→ **WORK ITEM**:
Among the entries below, find the lines with "underside" and copy them.

→ **MATERIAL TO PROCESS**:
· · ·

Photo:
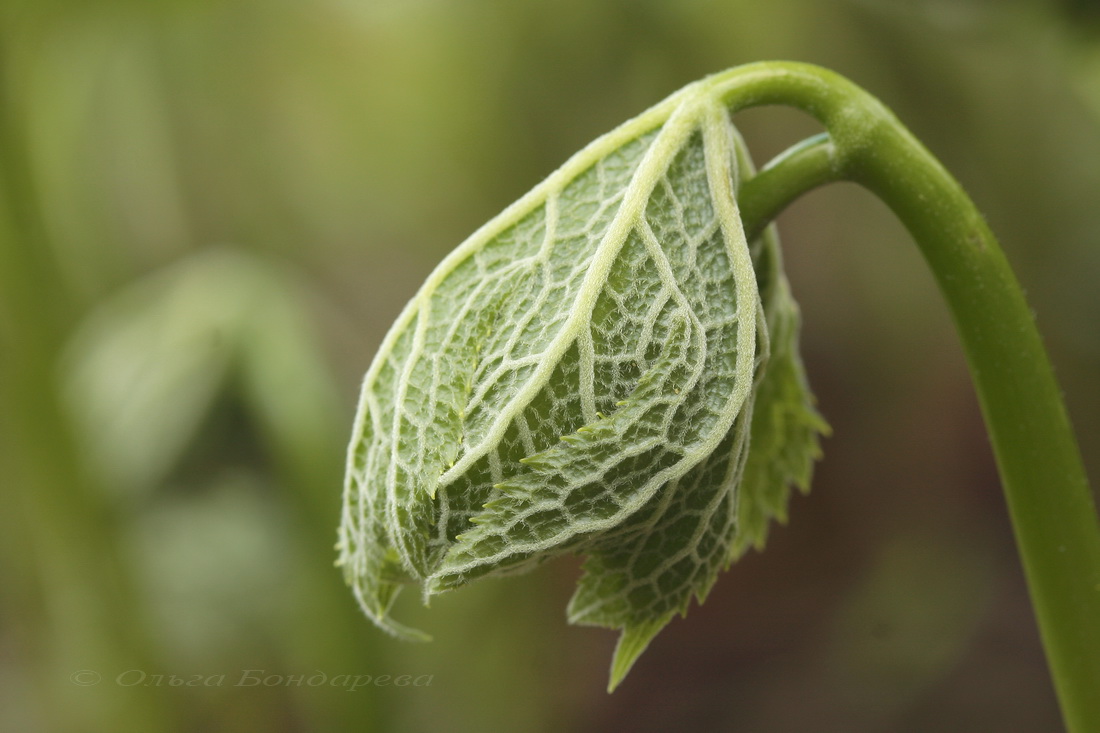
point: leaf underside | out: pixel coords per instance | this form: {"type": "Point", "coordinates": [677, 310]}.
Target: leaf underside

· · ·

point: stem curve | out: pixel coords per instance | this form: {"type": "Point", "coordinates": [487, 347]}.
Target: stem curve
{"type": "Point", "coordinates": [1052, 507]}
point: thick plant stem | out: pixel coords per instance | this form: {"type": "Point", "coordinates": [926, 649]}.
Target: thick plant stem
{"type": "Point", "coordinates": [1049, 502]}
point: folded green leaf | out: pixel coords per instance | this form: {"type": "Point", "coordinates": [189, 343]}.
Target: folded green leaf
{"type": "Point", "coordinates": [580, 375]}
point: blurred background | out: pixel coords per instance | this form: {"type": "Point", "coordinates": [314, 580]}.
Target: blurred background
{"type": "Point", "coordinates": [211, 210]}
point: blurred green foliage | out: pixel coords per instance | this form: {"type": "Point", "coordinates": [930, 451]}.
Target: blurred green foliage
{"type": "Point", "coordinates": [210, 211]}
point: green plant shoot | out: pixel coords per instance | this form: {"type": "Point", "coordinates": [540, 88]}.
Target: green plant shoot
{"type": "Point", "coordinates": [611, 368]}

· · ·

→ **EXERCISE SOLUTION**:
point: leaf underside | out: pixel coords per instance | this form: {"type": "Point", "coordinates": [677, 310]}.
Target: leaf underside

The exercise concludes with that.